**Directive**. Quote word for word from the line holding "Each instance receives one keypoint. Mark the table" to the last line below, including both, and omit any pictures.

**Dataset rows**.
# # # # #

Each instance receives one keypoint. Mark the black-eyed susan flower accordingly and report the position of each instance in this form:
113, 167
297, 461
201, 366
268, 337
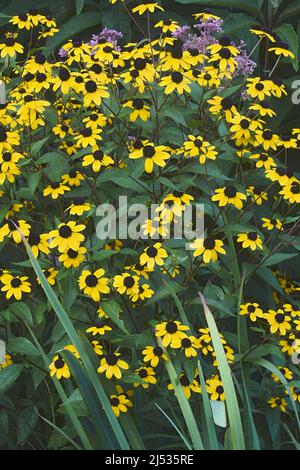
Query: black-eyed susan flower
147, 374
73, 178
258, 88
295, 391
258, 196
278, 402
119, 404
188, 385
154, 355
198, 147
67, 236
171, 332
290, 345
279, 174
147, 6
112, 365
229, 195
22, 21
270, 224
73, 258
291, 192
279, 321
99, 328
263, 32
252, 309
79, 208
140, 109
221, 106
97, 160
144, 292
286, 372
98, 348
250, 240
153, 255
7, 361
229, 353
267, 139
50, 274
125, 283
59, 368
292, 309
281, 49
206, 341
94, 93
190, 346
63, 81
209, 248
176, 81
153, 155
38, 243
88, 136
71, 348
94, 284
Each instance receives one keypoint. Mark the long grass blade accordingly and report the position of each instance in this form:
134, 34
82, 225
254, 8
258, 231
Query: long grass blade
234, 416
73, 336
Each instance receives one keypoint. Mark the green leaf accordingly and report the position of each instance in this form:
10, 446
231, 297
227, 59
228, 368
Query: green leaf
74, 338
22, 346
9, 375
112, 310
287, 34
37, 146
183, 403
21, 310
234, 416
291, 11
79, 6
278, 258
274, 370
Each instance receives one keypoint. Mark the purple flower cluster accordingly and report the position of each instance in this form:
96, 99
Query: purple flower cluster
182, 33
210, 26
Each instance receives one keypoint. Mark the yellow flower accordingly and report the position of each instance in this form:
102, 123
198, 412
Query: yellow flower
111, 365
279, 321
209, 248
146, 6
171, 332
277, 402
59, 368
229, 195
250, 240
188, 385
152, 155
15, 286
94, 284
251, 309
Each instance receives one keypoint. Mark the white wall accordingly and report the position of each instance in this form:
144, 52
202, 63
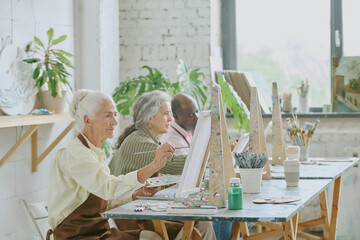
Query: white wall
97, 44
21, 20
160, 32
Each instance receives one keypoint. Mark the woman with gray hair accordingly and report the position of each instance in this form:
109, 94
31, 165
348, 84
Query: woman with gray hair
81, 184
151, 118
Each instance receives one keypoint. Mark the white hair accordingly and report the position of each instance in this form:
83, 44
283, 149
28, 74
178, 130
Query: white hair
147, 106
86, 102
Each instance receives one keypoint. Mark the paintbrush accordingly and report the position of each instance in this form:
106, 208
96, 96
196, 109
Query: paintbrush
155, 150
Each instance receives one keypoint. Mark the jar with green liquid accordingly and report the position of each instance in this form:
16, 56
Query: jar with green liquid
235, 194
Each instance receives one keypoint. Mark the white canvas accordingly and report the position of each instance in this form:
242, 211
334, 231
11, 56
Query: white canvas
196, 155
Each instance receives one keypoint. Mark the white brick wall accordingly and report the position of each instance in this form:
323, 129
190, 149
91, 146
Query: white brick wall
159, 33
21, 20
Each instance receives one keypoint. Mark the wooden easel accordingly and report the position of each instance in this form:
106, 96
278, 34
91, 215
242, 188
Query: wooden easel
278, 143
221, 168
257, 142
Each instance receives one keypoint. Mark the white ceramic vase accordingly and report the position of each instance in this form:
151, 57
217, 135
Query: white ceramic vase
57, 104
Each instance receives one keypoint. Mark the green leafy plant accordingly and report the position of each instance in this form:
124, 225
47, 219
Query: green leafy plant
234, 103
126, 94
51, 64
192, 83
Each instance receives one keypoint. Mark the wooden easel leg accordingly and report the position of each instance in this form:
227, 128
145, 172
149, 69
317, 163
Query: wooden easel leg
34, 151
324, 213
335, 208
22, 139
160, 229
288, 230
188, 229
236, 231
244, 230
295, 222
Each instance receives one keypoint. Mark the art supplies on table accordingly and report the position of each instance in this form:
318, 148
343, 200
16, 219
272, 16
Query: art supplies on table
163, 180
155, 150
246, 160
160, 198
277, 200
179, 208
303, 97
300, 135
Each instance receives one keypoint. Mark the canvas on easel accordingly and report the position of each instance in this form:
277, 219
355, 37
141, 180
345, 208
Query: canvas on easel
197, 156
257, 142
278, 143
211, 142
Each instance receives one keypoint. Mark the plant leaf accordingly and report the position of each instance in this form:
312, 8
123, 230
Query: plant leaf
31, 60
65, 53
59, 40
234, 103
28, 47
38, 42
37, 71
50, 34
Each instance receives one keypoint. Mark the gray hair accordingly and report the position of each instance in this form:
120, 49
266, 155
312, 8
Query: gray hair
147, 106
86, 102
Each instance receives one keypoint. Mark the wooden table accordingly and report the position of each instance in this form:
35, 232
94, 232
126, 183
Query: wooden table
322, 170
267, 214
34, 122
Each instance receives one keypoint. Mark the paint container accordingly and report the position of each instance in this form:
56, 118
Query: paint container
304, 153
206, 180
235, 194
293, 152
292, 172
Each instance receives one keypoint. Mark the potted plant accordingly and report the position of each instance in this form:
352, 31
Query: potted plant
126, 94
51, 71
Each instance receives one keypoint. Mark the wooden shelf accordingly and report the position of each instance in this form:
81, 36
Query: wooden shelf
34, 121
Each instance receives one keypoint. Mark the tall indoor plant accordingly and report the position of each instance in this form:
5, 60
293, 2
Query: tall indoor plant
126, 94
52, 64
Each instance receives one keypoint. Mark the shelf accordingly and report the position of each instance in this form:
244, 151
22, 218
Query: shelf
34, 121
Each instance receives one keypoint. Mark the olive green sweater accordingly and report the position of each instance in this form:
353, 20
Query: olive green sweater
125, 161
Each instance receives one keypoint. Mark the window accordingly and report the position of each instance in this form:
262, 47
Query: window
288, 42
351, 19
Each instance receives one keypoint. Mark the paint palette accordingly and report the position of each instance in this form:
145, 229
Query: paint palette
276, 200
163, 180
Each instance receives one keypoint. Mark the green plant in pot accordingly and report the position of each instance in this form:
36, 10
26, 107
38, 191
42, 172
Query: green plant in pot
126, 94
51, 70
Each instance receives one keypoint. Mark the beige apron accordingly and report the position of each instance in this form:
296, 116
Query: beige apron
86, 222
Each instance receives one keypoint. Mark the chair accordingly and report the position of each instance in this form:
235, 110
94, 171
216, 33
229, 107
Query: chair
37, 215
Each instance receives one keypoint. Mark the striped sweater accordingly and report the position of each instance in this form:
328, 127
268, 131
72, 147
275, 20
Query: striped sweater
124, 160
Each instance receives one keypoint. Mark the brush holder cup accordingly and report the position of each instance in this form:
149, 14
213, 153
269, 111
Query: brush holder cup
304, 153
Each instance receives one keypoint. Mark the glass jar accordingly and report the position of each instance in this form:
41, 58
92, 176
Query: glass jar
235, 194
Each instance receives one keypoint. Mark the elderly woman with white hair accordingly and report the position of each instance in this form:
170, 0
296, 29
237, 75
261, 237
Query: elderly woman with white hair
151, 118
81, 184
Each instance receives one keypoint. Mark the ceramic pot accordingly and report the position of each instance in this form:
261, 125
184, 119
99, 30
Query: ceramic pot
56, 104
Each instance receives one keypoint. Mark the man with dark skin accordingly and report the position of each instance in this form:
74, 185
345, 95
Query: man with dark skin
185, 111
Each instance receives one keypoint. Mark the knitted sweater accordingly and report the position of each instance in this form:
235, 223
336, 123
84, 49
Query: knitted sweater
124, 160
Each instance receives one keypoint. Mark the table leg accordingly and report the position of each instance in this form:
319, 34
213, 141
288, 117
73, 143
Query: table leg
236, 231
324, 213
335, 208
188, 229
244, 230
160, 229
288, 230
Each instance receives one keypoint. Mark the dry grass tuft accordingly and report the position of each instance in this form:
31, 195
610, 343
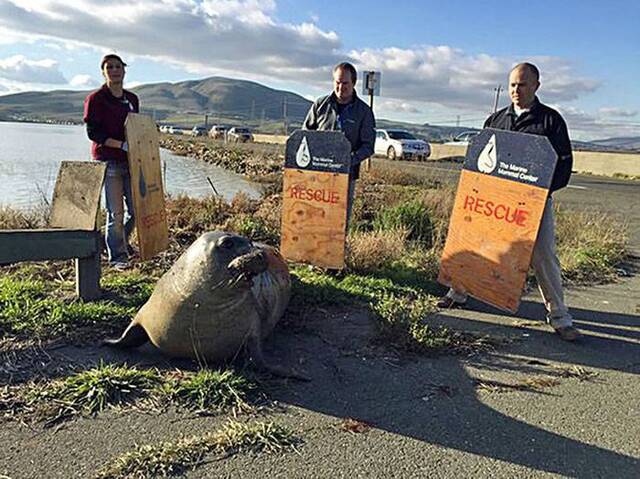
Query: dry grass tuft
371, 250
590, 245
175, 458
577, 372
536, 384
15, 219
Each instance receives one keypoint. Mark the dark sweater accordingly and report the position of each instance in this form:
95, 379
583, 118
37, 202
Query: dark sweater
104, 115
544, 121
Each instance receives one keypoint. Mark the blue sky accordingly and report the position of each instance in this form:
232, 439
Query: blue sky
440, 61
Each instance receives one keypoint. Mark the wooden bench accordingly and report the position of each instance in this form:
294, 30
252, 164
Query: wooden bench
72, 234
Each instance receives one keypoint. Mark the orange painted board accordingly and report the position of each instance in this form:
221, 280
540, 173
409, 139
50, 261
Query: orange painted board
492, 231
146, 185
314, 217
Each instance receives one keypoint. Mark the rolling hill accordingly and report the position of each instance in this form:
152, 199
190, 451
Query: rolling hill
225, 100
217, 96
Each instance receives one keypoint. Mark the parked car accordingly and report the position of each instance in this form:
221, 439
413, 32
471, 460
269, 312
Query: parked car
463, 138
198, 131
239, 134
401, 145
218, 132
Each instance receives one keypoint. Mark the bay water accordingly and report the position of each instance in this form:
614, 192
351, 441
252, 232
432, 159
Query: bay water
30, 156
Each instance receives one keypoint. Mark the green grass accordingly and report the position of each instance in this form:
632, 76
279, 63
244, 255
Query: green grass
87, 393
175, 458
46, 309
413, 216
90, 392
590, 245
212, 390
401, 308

# # # # #

**Reply**.
Each instance receives one keypoint. Mark the table leg accordingly and report the position of each instance in this form:
319, 34
213, 141
288, 117
73, 143
Query: table leg
236, 231
324, 213
335, 208
188, 229
244, 230
160, 229
288, 230
Each instance receives one keypoint. Mark the dry grass tuft accordingly and report the position of each instance in this form:
31, 195
610, 343
Query: dry grass tuft
371, 250
590, 245
175, 458
577, 372
536, 384
15, 219
Each instance receives one keypoint. Mark the dark sweater accordingly and report the position of each instance in this form:
95, 379
583, 118
37, 202
Query: dark sweater
104, 115
544, 121
Each instance receives one keypoint. Mark the blue sky accordingly and report the position of each instance in this form:
232, 439
Query: blue sky
440, 61
Each instance receives one keypoint. Mark the wooden bench accordingly and report the position of each instance in this form:
294, 30
252, 164
Query: wooden bench
72, 234
Each instance receives one keypoint. Mark the orange painted board accordingly and report the position of each instance in this form:
221, 280
540, 173
409, 139
50, 261
Query: orange painted board
492, 231
146, 185
314, 217
Each instance receives one keypoint. Mark the rolling hill accordingly and report the position of each instance in this form:
152, 199
190, 451
Query: rolling hill
225, 100
217, 96
Each instance receives one keypoint. Mark the parked car accordingly and report the position of each instance in this form:
221, 439
413, 32
471, 460
269, 312
Query: parked car
463, 138
198, 131
239, 134
401, 145
218, 132
Each instance receives one keypoint. Mark the bay water accordingly and report the position of each instance in this form:
614, 192
351, 441
252, 232
432, 159
Query: bay water
30, 156
Each instance receives one keypoint. Mark the green grass accordingly and report the position of each instance in this form:
632, 76
279, 63
244, 255
Query: green grass
87, 393
175, 458
46, 309
413, 216
90, 392
590, 245
212, 390
401, 308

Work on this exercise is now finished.